Populate Surface

Introduction

Possible result of this tutorial

A strong feature of Grasshopper is it's ability to populate surfaces. In this tutorial we will populate a double curved surface with structural triangles. At first we will start making the component, which we will then use to populate the surface.

The Design

Before we start building the grasshopper model we should determine some of its basic properties. In the introduction we already stated that we want to populate a double curved surface with structural triangles. But to study different results we need to have different input. Therefor we need to determine some variables/parameters that will influence the different results.

These variables/parameters could include:

• number of triangles in both directions
• open/closed
• specific shape variations (round corners, etc.)
• etc.

In this tutorial we will try to keep it simple, so we skip the complicating variables (for now).

Step 1 - Starting the grasshopper model

Create a planar surface in Rhino

First of all we need to define the triangles. We do this by creating two triangles on a base surface. So first of all we need this surface. We could use a surface created within Grasshopper, but as this surface is just temporary we use a surface created in Rhino instead. Make sure you create this surface in the top right quadrant of the top viewport.

• Create a surface in Rhino Rhino » Surface » Plane » Corner To Corner

The size of the surface does not matter that much, but it is easiest to make it more or less the estimated size of the final triangles that will make the surface.

Set the surface in Grasshopper

Now we start using Grasshopper. In Grasshopper we add a Surface parameter to be able to link to the surface we created in Rhino.

• Create a surface parameter in Grasshopper Params » Geometry » Surface
• Set a Rhino surface on the Grasshopper Surface parameter RMB on surface parameter » Set one surface

Get the vertices of the surface

We want to create triangles between the corners of the surface. Therefore we need the data of the corners. We get this data by deconstructing the surface.

• Deconstruct the surface Surface » Analysis » Deconstruct Brep

The surface with corner points

By connecting the Surface with the BRep Components we get to see the preview of the surface with its corner points.

Preview the order of the corners

Hovering over the V of the BRep Components shows us the list containing the coordinates of the four corner points. If you want to see the order of the vertices, use a Point List node.

• Visualize the order of the vertices in Rhino Display » Vector » Point List

Retrieve specific corners from the list

We need to split the data of the corner points so we can use them individually. To do this we need a List Item.

• Retrieve a specific vertex Sets » List » List Item

Click on the plus icon

Connect the data of the BRep Components with the L input of the List Item. By clicking on the small + icon when zoomed in on the List Item function, we can get all four vertices of the surface.
##########
→ GIVEN INSTRUCTION A
Answer these questions from the Grasshopper surface tutorial:
(i) What kind of surface does the tutorial set out to populate, and with what?
(ii) In which part of the top viewport should the Rhino surface be created?
(iii) Which node does the tutorial suggest for seeing the order of the vertices?
→ GIVEN INSTRUCTION B
Resume the Grasshopper surface tutorial from the point where it stops, picking up right after its last sentence.
The material after this plays no part in the work.
##########
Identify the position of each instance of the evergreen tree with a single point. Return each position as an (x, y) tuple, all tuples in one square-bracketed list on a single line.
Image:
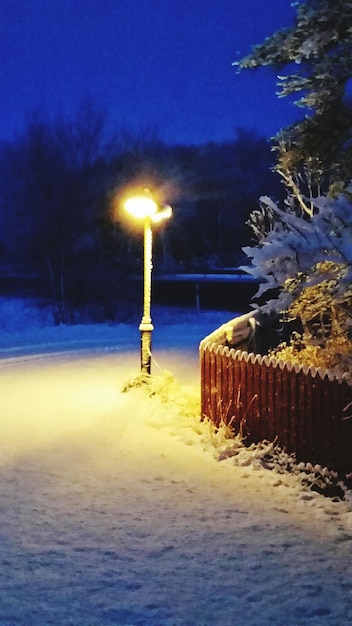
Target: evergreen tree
[(316, 52)]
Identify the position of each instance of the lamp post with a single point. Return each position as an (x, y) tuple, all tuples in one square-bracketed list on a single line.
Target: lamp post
[(144, 207)]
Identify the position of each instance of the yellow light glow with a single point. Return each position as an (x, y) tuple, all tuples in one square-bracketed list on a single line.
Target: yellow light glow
[(141, 206)]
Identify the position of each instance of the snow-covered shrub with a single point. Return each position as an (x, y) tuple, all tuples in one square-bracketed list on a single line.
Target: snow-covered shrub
[(305, 263)]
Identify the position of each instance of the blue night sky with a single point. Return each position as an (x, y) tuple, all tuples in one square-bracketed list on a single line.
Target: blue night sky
[(161, 64)]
##########
→ FINAL RESULT A
(i) A double curved surface, populated with structural triangles.
(ii) The top right quadrant.
(iii) A Point List node (Display » Vector » Point List).

→ FINAL RESULT B
• Zoom in on the List Item node and click three times on the + icon

Merge the corners into lists

Now we will create two opposite triangles from the surfaces using two polylines. To specify which vertices to use, we add a Merge node. The points should be picked clockwise. For the first polyline connect List Item index 1, 2 and 3 to the Merge node. For the second polyline respectively, select items i, 2 and 3.

• Add two Merge nodes to the canvas Set » Tree » Merge;
• For the first Merge node, connect item i, 3 and 2;
• For the second Merge node, connect item 2, 1 and i

Create two polylines and close them

Create two polylines from the Merge outputs and close them.

• Create two polylines from the Merge nodes Curve » Spline » Poly Line
• Set the the Closed input to True RMB on the C in the Poly Line » select “Set Boolean” and set to True

Current stage of the model

Our Grasshopper model should now look something like this. If you do not see two opposite triangles, you probably didn't connect the points in the correct order to the merge node.

Step 2 - Shaping up the triangles

Offset the polylines

The triangles are only curves so far, so we want to give them some thickness. First of all we are going to offset the curves.

• Offset the polylines Curve » Util » Offset

Define the offset distance

The Offset will need a distance, so it would be nice to be able to change this distance easily. Especially because we don't know exactly how big everything will be in the end. To change the Offset distance we use a Number Slider.

• Give the curve offsets a distance Params » Input » Number Slider

Create two 3pt planes

The triangles are going to populate a double curved surface. Thus the plane on which the triangles are positioned should be different for every triangle. To achieve this we have to determine the positioning of the plane.
Create a plane through three points. Use the right hand rule. Your thumb is the Z-axis, make sure it points upwards, your index finger the X-axis and your other fingers is the Y-axis.

• Create a plane for each triangle Vector » Plane » Plane 3Pt

Right hand rule

Connect the planes to the offset

For each triangle we use a Plane 3Pt and an Offset. The distance for the offset is the same for both triangles so we use one Number slider that connects to both Offsets. For the Plane 3Pt we use the three corner points of the triangle and use its output to determine the direction of the Offset. With the Plane 3Pt we need to take care with the order of the input, because it influences the direction of the offset.

As you remember you made the triangles with a closed polyline in clockwise (negative) direction on a global coordinate system with Z-axis up. With Plane 3Pt you created a local coordinate system with Z-axis up.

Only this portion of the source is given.